CHECK YOUR UNDERSTANDING —
1. Summarize the article on Enhabit's strategic review in two sentences.
2. Continue the article on Enhabit's strategic review, starting after its final sentence.

GIVEN TEXT —
::::
Enhabit Inc. (NYSE: EHAB) announced Wednesday the result of its strategic review. It was not a sale or a merger, but instead a commitment to the path forward as an independent public company.
On Thursday, company leaders explained the rationale behind that decision, which was made unanimously by the board. Part of it is tied to external factors that make a large-scale transaction difficult right now, and part of it is tied to the success Enhabit has had in changing its business model.
“Our strategic review process has concluded, and there was serious interest based on parties’ engagement in the process,” Enhabit CEO Barb Jacobsmeyer said Thursday on the company’s first-quarter earnings call. “However, the company did not receive any formal proposals for a transaction. We believe this is largely due to macro headwinds, including, among other things, uncertain regulatory developments, including Medicare reimbursement policies throughout the health care industry, an evolving antitrust landscape, a difficult health care and operating environment and persistently high interest rates.”
The Dallas-based Enhabit has 255 home health locations and 112 hospice locations across 34 states. It first launched its strategic review process in August of last year, finalizing it this week. It spun off from Encompass Health (NYSE: EHC) in July of 2022.
External factors undoubtedly played a part in Enhabit’s board not finding a deal that it found desirable. Transactions are still considerably down across the health care industry, including within the home health and hospice subsectors.
Labor pressures and Medicare Advantage (MA) penetration were two of the main reasons why Enhabit began to struggle on the public market in the first place. Over the last two years, it has laid the groundwork for a turnaround in those areas, however.
::::
[Saved entries]
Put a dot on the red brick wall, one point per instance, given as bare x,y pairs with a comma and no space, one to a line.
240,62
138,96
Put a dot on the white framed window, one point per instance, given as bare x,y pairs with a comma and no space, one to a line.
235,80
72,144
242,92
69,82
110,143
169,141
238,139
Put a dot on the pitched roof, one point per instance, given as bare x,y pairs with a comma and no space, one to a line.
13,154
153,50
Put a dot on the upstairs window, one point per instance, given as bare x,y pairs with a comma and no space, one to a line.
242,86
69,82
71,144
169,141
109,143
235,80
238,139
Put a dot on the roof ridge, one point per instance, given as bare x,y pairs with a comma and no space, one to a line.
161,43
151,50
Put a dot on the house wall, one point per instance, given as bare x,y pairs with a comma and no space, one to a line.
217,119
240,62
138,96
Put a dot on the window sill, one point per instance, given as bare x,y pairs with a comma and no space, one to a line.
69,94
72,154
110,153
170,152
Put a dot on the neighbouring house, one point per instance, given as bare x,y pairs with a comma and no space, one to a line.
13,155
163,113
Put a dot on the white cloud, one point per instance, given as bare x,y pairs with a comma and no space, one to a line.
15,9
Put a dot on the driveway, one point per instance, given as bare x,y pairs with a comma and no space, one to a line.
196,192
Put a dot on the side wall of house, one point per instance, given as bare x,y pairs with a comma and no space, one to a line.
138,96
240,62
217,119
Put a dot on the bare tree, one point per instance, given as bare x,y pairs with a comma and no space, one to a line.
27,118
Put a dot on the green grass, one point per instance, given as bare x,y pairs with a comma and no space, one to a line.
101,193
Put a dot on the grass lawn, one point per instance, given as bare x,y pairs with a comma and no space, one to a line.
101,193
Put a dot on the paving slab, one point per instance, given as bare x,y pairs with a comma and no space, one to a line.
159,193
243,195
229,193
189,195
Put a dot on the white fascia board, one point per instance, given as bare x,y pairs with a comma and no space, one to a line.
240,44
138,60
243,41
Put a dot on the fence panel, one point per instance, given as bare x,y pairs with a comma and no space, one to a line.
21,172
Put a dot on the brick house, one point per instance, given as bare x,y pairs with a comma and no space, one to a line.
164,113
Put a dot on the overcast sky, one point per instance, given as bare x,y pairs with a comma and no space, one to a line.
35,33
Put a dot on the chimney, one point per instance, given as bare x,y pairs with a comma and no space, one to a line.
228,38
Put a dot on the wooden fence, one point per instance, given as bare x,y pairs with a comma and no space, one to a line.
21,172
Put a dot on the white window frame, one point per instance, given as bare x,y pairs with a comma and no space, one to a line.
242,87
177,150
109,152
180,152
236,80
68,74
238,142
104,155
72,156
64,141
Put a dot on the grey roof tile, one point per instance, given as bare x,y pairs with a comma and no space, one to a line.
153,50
::::
ANSWERS TO THE PROBLEMS —
1. Enhabit's board unanimously concluded its strategic review by committing to remain an independent public company rather than pursue a sale or merger. CEO Barb Jacobsmeyer said the company received no formal transaction proposals, which she attributed largely to macro headwinds such as uncertain regulatory developments, an evolving antitrust landscape, a difficult operating environment and persistently high interest rates.

2.
Interest rates, antitrust regulation and the Centers for Medicare & Medicaid Services’ (CMS) home health payment policy may have led to undesirable deal conversations during the strategic review. Enhabit’s board – and its operating leaders – also may feel like now is not the time to transact, right as the company is about to be done with the dirty work of a company transformation.
In the end, it’s likely that both the external headwinds and the bright spots internally led to the decision to abstain from a sale or merger at this juncture.
When Enhabit first spun off Encompass Health, it was uniquely unfit for the current home health landscape. More than half of Medicare beneficiaries are now under MA plans, and all the while, Enhabit had 80% of its revenue tied to Medicare fee-for-service business.
That immediately meant trouble for the company, as did the extreme labor pressures placed on all home health providers in late 2022.
Since those problems came to a head, Enhabit has had to place a focus on simultaneously taking on more MA business, while also renegotiating new contracts with plans and allocating capacity to high-quality payers.
That inevitably led to a downturn in financials, but some of the company’s wins are beginning to materialize.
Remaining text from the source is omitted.